### Entries
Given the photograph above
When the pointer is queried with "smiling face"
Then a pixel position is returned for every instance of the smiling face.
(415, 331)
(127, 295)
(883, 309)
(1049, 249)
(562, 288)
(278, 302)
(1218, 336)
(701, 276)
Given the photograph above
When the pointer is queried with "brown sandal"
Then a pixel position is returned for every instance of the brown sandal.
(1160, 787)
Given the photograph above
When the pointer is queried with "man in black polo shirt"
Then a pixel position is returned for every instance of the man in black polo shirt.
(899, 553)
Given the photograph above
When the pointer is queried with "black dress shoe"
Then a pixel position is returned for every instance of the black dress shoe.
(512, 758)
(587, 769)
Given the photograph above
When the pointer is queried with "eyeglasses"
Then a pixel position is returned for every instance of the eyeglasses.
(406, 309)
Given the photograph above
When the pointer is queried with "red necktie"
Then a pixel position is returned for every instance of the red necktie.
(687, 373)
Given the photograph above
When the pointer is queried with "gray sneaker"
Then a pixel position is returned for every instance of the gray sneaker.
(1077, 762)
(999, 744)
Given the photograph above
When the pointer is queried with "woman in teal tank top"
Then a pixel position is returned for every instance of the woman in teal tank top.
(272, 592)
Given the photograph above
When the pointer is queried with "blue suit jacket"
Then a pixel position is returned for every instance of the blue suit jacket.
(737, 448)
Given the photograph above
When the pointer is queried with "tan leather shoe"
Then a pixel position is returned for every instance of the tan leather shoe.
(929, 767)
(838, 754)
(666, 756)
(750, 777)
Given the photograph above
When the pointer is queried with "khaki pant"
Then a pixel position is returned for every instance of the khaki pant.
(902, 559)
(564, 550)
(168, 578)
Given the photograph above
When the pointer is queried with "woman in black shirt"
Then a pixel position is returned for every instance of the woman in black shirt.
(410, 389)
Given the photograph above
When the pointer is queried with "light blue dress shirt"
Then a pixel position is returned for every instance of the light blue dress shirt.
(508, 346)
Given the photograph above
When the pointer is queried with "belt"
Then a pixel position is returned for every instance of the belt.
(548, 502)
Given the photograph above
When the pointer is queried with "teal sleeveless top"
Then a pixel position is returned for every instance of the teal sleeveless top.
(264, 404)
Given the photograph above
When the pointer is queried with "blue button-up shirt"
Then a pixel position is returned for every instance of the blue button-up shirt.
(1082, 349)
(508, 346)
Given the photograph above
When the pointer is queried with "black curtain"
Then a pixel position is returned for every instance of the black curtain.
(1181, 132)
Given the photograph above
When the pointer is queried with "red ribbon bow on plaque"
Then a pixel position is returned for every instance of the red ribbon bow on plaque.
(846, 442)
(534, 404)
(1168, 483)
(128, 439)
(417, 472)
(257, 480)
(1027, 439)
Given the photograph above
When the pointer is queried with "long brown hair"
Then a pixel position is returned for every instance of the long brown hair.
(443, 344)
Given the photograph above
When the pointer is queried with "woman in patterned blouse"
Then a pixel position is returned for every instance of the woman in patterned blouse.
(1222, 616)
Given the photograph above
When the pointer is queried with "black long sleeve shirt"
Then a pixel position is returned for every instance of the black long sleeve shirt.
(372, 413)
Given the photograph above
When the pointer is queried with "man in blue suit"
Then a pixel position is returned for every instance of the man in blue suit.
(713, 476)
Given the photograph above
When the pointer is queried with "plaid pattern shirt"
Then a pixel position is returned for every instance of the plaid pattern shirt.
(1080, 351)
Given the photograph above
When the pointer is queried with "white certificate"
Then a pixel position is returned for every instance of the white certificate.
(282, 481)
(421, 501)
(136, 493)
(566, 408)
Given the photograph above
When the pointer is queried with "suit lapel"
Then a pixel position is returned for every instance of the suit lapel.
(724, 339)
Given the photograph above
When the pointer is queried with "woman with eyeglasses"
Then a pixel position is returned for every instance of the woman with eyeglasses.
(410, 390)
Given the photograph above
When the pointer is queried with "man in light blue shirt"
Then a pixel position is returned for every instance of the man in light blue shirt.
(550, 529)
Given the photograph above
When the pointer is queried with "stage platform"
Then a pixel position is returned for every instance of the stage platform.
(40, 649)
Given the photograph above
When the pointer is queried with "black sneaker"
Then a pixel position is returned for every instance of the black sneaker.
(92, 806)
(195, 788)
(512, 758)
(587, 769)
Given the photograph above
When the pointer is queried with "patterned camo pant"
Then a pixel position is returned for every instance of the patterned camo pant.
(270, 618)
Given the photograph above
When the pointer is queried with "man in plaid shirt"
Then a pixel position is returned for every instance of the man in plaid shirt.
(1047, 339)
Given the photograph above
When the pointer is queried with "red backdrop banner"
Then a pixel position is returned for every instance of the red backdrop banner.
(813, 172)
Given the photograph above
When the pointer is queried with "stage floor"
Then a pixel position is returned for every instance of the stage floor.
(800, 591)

### Work to complete
Return every line above that contains the word "blouse". Case counts.

### Complete response
When the pointer is queried with "woman in patterned blouse"
Then a pixel position is returned for every instance of the woman in patterned blouse.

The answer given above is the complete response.